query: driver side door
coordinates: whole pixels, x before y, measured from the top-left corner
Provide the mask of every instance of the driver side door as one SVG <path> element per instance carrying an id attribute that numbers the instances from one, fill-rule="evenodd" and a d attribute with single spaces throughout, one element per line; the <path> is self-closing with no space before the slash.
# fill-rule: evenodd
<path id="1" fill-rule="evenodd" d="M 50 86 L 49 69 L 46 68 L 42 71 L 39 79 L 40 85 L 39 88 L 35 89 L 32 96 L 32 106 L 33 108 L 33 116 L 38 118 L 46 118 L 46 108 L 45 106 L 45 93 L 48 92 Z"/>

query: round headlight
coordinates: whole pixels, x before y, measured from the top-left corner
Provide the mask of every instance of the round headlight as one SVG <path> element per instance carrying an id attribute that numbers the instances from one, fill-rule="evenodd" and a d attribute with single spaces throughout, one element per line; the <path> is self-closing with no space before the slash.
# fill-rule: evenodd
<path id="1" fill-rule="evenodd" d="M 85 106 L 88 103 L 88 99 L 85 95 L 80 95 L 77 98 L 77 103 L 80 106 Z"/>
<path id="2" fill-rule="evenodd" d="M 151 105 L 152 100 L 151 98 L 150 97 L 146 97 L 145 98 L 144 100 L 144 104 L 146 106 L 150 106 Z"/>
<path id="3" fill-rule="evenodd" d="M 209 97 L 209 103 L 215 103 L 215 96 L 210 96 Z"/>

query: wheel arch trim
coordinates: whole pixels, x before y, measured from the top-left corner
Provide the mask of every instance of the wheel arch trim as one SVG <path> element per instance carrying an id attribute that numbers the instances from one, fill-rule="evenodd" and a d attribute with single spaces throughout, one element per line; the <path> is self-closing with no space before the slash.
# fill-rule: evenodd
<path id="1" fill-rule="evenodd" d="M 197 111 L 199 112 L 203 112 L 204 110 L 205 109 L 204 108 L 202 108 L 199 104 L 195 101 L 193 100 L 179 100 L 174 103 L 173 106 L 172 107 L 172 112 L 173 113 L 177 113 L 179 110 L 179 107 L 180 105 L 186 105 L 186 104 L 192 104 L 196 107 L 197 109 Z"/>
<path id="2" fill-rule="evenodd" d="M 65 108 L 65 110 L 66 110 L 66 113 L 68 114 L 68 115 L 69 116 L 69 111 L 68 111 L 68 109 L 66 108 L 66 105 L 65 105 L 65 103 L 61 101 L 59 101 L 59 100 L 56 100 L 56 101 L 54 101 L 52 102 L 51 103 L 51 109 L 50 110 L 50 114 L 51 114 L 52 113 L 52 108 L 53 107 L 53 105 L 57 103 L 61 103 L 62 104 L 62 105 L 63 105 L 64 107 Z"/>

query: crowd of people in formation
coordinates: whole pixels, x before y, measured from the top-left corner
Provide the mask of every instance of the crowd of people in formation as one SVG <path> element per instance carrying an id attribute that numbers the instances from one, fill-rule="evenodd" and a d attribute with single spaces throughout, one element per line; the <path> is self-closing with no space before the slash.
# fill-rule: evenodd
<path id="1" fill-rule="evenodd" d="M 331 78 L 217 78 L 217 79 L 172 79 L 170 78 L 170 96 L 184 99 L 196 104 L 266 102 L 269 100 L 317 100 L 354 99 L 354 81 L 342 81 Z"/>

TO DO: Please quote the data above in full, with no line missing.

SOLUTION FOR THIS PROBLEM:
query: driver side door
coordinates: whole pixels, x before y, measured from the top-left corner
Provide the mask of every instance of the driver side door as one SVG <path> element per instance carrying an id attribute that numbers the instances from one, fill-rule="evenodd" and a d attribute with single spaces throughout, one element per line; the <path> is self-closing with no space before the slash.
# fill-rule: evenodd
<path id="1" fill-rule="evenodd" d="M 50 86 L 49 69 L 46 68 L 42 71 L 39 79 L 40 85 L 39 88 L 35 89 L 32 96 L 32 106 L 33 108 L 33 116 L 38 118 L 46 118 L 46 108 L 45 106 L 45 93 L 48 92 Z"/>

query: round headlight
coordinates: whole pixels, x before y, measured from the top-left corner
Provide the mask of every instance of the round headlight as one SVG <path> element per instance carrying an id attribute that numbers the instances from one, fill-rule="evenodd" and a d attribute with single spaces throughout, one element per line; the <path> is self-closing with no space before the slash.
# fill-rule: evenodd
<path id="1" fill-rule="evenodd" d="M 85 106 L 88 103 L 88 99 L 85 95 L 80 95 L 77 98 L 77 103 L 80 106 Z"/>
<path id="2" fill-rule="evenodd" d="M 151 105 L 152 100 L 151 98 L 150 97 L 146 97 L 145 98 L 144 100 L 144 104 L 146 106 L 150 106 Z"/>
<path id="3" fill-rule="evenodd" d="M 209 97 L 209 103 L 215 103 L 215 96 L 210 96 Z"/>

query: wheel arch trim
coordinates: whole pixels, x before y, measured from the top-left corner
Provide the mask of every instance of the wheel arch trim as one SVG <path> element per instance carrying an id attribute that numbers the instances from one, fill-rule="evenodd" and a d attribute with single spaces throughout, one element per line; the <path> is self-closing with no space before the slash.
# fill-rule: evenodd
<path id="1" fill-rule="evenodd" d="M 197 111 L 199 112 L 203 112 L 204 110 L 205 109 L 204 108 L 202 108 L 199 104 L 195 101 L 193 100 L 179 100 L 174 103 L 173 106 L 172 107 L 172 112 L 173 113 L 177 113 L 179 110 L 179 107 L 180 105 L 186 105 L 186 104 L 192 104 L 196 107 L 197 109 Z"/>
<path id="2" fill-rule="evenodd" d="M 65 108 L 65 110 L 66 110 L 66 113 L 68 114 L 68 115 L 69 116 L 69 111 L 68 111 L 68 109 L 66 108 L 66 105 L 65 105 L 65 103 L 61 101 L 59 101 L 59 100 L 56 100 L 56 101 L 54 101 L 52 102 L 51 103 L 51 109 L 50 110 L 50 114 L 51 114 L 52 113 L 52 108 L 53 107 L 53 105 L 57 103 L 61 103 L 62 104 L 62 105 L 63 105 L 64 107 Z"/>

query: crowd of people in formation
coordinates: whole pixels, x before y, measured from the top-left corner
Provide the mask of every instance of the crowd of people in formation as one SVG <path> element per instance carrying an id attribute that numbers the instances from one, fill-rule="evenodd" and a d attribute with single spaces throughout, one element per line; the <path> is self-closing with no space before the slash.
# fill-rule: evenodd
<path id="1" fill-rule="evenodd" d="M 331 78 L 217 78 L 217 79 L 172 79 L 170 78 L 170 96 L 184 99 L 196 104 L 266 102 L 269 100 L 317 100 L 354 99 L 354 81 L 342 81 Z"/>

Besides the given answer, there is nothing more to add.